### Instruction
Show each line in the rows below that contains the word "aisle".

### Supplied records

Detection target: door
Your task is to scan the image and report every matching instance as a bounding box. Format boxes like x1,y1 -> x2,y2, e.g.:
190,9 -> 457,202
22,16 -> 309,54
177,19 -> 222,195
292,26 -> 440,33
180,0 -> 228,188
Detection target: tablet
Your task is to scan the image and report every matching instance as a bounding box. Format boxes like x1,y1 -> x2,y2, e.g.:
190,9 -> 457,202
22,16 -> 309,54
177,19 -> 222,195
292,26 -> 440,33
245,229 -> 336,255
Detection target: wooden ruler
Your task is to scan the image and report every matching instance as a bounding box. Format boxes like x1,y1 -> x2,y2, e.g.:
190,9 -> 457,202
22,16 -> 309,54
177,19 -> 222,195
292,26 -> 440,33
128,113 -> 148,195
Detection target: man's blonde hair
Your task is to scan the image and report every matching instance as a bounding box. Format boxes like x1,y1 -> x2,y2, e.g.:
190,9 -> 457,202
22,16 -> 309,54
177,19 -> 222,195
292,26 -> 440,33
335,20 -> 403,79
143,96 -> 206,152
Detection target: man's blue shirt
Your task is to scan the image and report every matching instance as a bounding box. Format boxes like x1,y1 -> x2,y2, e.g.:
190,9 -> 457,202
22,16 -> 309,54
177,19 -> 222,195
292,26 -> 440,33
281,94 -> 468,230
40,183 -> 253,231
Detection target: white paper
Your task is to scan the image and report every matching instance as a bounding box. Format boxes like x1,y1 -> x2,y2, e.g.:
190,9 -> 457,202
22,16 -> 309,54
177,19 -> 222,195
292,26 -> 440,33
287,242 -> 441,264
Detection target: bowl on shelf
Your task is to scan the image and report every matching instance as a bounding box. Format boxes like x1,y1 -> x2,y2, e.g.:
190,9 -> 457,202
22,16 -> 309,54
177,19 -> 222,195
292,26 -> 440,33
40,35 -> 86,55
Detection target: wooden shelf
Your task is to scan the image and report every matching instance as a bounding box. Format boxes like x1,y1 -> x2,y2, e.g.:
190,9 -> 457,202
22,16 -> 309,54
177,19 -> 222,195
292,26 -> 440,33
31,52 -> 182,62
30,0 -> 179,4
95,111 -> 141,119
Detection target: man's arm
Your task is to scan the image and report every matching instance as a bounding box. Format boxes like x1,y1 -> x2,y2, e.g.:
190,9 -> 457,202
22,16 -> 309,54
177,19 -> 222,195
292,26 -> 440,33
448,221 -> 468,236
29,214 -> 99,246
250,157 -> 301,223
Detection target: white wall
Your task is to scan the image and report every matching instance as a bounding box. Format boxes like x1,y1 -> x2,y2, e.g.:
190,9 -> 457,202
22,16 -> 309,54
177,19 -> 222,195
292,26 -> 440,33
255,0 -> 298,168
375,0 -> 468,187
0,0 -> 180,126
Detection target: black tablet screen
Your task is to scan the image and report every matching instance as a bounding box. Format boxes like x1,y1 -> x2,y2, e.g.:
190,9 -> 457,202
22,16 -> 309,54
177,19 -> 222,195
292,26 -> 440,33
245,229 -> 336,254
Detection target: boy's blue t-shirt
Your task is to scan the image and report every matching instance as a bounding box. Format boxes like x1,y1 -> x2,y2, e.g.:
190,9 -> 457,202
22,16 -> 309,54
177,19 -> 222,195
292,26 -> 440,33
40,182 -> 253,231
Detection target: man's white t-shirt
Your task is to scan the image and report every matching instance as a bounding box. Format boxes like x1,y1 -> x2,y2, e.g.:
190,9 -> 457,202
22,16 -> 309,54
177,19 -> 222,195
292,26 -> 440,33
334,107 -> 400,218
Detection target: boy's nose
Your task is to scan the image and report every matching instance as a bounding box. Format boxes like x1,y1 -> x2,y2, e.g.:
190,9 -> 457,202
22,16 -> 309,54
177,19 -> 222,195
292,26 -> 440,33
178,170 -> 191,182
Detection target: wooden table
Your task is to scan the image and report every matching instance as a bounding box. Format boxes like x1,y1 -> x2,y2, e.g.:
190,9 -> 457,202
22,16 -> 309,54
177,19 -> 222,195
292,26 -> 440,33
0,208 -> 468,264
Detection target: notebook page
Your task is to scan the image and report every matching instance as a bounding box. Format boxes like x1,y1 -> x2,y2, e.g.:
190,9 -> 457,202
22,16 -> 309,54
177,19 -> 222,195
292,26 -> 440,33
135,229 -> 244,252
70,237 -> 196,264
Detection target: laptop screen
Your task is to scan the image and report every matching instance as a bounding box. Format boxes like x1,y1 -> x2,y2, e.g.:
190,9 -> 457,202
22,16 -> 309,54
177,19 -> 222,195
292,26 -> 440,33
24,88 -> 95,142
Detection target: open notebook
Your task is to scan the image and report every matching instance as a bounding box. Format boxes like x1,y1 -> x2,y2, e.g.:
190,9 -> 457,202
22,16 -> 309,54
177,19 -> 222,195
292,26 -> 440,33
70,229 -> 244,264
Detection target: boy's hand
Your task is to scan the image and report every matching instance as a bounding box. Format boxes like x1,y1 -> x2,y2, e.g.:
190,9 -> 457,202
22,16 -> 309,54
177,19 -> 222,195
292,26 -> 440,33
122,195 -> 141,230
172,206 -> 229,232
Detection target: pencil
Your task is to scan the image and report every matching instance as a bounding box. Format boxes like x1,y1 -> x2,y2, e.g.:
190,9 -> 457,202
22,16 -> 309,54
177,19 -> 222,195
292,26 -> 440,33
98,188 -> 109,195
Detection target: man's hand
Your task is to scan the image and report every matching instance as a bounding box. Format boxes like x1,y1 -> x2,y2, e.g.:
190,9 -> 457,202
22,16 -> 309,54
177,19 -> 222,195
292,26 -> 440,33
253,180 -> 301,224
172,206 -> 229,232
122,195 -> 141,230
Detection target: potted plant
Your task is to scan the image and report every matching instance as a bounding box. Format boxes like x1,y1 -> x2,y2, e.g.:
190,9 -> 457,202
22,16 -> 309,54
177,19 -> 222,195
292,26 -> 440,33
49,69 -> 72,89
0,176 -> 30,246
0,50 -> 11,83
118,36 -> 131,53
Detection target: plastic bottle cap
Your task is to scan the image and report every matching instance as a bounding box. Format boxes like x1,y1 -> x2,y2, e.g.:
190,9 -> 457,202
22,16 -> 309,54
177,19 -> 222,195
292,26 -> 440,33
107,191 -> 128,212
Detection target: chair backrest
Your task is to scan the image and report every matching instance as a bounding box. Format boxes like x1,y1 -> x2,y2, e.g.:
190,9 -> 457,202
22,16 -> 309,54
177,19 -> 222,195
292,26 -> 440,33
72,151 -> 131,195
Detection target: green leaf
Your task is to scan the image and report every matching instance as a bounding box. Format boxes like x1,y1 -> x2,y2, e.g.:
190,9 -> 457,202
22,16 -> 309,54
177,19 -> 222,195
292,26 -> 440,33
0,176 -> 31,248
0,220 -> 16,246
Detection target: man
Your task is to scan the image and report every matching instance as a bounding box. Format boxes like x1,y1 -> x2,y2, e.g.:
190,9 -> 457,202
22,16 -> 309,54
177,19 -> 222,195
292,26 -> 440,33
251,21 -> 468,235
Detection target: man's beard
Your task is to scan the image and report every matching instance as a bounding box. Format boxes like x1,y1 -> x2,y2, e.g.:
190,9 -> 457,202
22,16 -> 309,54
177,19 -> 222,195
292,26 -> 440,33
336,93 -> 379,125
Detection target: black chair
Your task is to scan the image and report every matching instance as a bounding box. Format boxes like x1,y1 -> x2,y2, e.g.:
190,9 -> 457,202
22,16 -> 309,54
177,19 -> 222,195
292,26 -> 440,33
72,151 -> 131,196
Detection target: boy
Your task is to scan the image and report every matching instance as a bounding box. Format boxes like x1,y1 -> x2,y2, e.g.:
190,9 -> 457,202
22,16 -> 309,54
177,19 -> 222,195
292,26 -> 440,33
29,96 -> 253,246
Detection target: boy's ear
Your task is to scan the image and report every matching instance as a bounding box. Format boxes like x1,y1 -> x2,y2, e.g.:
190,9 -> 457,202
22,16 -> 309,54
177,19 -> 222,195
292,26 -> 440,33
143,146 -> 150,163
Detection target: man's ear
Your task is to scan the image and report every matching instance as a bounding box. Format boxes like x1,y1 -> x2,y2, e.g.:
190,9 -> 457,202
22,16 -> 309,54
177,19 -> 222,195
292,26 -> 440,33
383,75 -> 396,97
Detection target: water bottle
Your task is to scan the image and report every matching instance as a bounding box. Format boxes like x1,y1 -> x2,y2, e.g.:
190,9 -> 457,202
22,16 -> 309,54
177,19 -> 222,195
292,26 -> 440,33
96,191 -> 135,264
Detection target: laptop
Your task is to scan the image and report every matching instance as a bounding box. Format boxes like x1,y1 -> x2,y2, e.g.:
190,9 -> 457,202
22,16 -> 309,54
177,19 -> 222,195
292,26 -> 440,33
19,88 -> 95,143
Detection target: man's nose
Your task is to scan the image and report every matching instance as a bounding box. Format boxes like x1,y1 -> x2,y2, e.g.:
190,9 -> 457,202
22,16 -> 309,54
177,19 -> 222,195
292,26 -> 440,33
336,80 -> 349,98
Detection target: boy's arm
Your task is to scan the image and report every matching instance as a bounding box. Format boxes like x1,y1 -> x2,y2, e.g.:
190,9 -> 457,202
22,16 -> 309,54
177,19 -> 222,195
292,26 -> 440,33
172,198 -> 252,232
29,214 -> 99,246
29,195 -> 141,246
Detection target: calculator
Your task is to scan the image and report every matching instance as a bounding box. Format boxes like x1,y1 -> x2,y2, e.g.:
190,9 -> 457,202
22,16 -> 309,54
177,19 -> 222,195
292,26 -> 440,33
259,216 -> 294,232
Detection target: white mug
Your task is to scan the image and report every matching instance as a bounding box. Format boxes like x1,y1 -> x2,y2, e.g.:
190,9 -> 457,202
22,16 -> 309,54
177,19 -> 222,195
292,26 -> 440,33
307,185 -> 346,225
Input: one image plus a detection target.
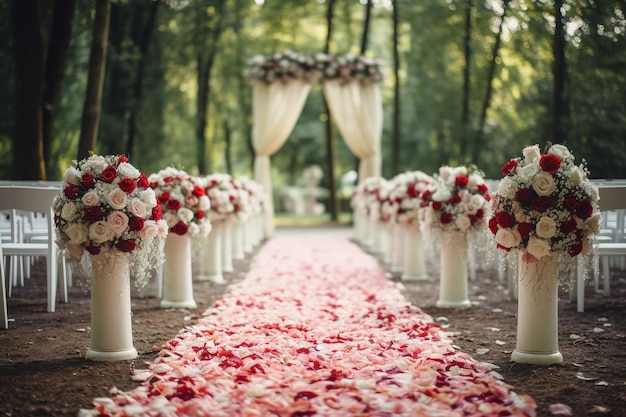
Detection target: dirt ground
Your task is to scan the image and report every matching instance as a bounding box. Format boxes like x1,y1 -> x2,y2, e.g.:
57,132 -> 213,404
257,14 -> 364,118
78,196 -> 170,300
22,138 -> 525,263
0,224 -> 626,417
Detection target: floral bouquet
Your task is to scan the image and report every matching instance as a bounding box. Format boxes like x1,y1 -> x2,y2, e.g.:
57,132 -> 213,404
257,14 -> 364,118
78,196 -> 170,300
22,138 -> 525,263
489,145 -> 601,262
148,167 -> 211,237
389,171 -> 434,224
421,166 -> 490,232
53,155 -> 167,287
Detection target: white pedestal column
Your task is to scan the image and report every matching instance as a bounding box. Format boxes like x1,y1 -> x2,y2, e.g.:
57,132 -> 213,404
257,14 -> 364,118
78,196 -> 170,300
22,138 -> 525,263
437,231 -> 471,308
161,233 -> 197,308
511,255 -> 563,365
85,254 -> 137,361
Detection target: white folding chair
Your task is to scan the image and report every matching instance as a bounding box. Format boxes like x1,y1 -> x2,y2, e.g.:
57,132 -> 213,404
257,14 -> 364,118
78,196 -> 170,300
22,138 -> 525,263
576,184 -> 626,313
0,185 -> 67,312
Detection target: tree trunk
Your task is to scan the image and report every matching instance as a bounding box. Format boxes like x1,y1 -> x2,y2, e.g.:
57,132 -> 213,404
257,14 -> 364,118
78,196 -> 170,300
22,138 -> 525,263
77,0 -> 111,160
472,0 -> 510,162
11,0 -> 46,180
550,0 -> 568,143
324,0 -> 339,222
196,0 -> 225,175
461,0 -> 474,159
126,1 -> 160,156
42,0 -> 76,177
391,0 -> 400,176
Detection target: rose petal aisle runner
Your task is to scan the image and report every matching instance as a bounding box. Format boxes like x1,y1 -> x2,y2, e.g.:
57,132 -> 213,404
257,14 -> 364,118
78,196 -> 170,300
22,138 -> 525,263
81,236 -> 536,417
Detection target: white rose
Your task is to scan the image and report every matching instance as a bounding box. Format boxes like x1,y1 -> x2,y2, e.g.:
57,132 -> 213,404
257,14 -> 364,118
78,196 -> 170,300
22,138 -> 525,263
117,162 -> 141,180
587,213 -> 602,235
63,167 -> 83,185
61,202 -> 78,221
107,187 -> 128,210
522,145 -> 541,164
138,220 -> 159,240
454,216 -> 472,232
533,171 -> 556,196
548,144 -> 574,161
139,188 -> 157,209
80,190 -> 100,207
89,220 -> 114,243
178,207 -> 194,223
128,198 -> 148,219
107,211 -> 128,236
65,223 -> 89,245
569,166 -> 585,185
496,229 -> 522,248
163,211 -> 178,227
535,216 -> 556,239
515,164 -> 540,181
526,236 -> 550,259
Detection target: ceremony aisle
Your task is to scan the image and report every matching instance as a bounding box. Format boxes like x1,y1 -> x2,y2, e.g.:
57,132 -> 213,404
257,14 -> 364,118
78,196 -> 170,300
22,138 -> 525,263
81,236 -> 535,417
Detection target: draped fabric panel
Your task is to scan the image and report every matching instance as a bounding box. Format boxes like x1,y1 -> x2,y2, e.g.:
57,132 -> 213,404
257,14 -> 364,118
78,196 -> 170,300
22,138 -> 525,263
252,80 -> 311,237
324,81 -> 383,183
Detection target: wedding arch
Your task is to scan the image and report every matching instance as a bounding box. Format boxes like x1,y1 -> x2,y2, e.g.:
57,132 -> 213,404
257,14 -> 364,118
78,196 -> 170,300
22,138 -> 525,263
246,51 -> 383,237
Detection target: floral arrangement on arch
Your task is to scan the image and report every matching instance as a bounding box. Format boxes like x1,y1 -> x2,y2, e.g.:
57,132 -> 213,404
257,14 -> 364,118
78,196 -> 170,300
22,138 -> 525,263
244,50 -> 383,84
421,166 -> 491,232
52,155 -> 167,288
389,171 -> 434,225
148,167 -> 211,237
489,141 -> 601,262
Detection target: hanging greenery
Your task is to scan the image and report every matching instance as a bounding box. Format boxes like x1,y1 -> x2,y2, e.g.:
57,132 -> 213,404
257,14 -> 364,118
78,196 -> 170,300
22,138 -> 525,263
244,50 -> 383,84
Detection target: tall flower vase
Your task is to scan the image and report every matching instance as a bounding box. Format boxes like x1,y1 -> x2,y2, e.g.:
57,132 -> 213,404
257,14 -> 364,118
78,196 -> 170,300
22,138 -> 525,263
511,254 -> 563,365
85,254 -> 137,362
402,224 -> 428,281
222,221 -> 236,273
198,221 -> 226,284
437,231 -> 471,308
161,233 -> 197,308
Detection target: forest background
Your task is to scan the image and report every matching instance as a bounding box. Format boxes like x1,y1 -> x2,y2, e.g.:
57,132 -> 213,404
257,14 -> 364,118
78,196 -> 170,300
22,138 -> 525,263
0,0 -> 626,216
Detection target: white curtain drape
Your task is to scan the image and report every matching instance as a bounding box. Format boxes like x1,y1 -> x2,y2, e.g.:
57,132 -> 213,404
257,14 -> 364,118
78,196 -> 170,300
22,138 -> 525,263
324,81 -> 383,183
252,80 -> 311,237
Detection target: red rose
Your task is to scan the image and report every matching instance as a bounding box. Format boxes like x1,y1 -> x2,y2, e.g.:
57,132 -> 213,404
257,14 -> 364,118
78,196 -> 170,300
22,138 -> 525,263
83,206 -> 104,223
102,165 -> 117,183
576,200 -> 593,220
531,196 -> 552,213
488,217 -> 499,235
559,217 -> 578,234
81,172 -> 93,188
454,175 -> 469,187
117,178 -> 137,194
515,188 -> 537,206
115,239 -> 136,252
170,221 -> 188,236
517,222 -> 535,239
500,159 -> 519,177
63,184 -> 78,200
539,153 -> 561,174
192,185 -> 206,197
152,204 -> 163,221
439,211 -> 452,224
563,195 -> 578,213
128,216 -> 144,232
495,211 -> 515,227
165,200 -> 180,210
85,245 -> 100,255
137,174 -> 150,188
157,191 -> 170,204
567,240 -> 583,257
448,194 -> 461,204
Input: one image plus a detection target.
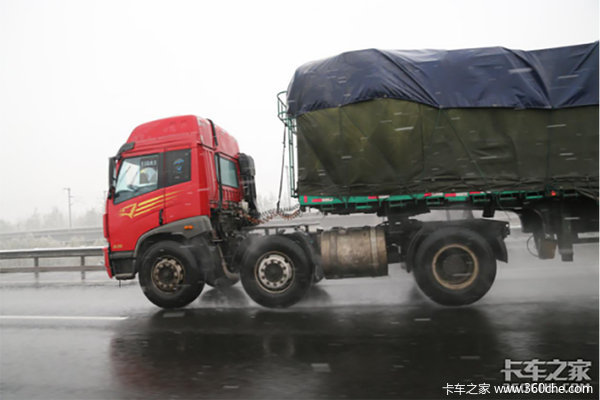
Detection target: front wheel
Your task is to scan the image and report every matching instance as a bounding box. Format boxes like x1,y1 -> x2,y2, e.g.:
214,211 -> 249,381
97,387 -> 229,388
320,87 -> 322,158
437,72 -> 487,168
241,236 -> 312,308
139,241 -> 204,308
414,228 -> 496,306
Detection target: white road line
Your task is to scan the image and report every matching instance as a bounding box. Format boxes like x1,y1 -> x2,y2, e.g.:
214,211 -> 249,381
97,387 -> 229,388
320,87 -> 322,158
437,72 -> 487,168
0,315 -> 129,321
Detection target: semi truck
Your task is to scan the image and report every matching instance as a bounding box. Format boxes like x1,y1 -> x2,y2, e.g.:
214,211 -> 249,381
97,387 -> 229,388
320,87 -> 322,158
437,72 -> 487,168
103,42 -> 598,308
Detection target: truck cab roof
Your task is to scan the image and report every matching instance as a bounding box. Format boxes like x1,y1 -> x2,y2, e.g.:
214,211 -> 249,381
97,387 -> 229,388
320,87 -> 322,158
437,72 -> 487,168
123,115 -> 239,157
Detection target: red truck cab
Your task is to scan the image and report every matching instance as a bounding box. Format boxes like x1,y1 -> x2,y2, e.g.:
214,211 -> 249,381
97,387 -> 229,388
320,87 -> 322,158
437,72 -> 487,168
104,115 -> 255,279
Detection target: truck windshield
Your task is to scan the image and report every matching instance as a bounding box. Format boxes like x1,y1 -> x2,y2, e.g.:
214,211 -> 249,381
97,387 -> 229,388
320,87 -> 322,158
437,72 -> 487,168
115,154 -> 159,204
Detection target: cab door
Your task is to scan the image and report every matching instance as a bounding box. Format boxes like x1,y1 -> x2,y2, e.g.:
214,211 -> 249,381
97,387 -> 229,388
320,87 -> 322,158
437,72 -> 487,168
163,147 -> 201,224
107,153 -> 165,252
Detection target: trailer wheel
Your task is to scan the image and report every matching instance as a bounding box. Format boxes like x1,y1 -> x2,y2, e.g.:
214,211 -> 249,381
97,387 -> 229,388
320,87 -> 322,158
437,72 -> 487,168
241,236 -> 312,308
139,241 -> 204,308
414,228 -> 496,306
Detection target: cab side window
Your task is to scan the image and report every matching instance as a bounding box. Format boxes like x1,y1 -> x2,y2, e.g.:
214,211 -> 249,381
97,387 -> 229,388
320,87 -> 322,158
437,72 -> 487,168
215,154 -> 239,188
165,149 -> 191,186
115,154 -> 160,204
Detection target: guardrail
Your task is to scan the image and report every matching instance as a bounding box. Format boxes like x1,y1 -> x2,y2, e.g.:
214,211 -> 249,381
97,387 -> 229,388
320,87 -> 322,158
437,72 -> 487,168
0,246 -> 105,280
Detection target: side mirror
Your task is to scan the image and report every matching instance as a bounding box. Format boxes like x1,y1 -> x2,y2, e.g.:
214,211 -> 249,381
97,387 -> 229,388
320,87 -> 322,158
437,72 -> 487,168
108,157 -> 117,199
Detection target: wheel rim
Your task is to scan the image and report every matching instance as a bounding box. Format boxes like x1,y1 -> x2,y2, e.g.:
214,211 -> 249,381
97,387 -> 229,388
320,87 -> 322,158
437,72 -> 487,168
431,244 -> 479,290
254,252 -> 294,293
151,256 -> 185,293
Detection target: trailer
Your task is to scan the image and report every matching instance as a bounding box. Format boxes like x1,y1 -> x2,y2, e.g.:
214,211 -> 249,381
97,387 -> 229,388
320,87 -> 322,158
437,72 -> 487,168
104,42 -> 598,308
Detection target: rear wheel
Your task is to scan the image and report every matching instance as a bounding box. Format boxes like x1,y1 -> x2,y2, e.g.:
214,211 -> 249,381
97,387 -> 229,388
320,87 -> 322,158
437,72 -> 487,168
241,236 -> 312,307
414,228 -> 496,306
139,241 -> 204,308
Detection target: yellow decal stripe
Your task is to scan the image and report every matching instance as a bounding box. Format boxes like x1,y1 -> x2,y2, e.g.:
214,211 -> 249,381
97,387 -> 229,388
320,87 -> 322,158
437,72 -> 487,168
119,190 -> 181,218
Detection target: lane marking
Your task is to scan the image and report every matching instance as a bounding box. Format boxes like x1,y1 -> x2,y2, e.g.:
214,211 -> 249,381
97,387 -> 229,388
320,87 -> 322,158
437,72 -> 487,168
0,315 -> 129,321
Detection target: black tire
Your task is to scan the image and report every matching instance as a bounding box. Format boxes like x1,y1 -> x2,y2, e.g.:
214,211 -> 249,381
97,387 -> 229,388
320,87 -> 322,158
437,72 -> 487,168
413,227 -> 496,306
240,236 -> 312,308
139,241 -> 204,308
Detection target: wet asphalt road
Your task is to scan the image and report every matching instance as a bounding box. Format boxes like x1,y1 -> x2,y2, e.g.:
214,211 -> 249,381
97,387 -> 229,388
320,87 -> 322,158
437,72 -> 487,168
0,241 -> 598,399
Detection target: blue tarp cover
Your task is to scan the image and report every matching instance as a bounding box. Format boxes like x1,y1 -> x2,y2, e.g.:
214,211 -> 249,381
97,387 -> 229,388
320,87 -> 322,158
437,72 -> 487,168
288,42 -> 598,117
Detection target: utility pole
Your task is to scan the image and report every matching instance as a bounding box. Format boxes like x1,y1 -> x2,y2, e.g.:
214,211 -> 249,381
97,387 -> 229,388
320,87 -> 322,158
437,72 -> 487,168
64,188 -> 73,229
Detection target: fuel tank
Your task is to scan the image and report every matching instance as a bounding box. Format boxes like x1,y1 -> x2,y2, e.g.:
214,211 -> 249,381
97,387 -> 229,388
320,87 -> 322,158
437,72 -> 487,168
320,227 -> 388,279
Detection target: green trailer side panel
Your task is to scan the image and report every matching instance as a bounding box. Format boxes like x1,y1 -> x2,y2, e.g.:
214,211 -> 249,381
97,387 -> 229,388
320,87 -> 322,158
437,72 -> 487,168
296,99 -> 598,196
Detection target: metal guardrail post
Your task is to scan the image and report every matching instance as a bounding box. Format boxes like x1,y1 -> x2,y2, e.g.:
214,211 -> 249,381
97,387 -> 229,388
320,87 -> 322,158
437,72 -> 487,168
33,257 -> 40,282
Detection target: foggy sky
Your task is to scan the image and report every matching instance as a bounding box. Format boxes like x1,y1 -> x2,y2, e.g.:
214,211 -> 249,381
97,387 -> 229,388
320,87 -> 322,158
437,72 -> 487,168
0,0 -> 599,221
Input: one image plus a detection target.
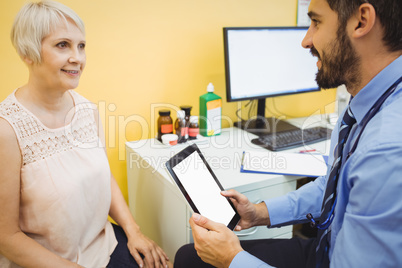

### Answer to this task
Detection target: rose petal aisle runner
Detection target: ceremony aisle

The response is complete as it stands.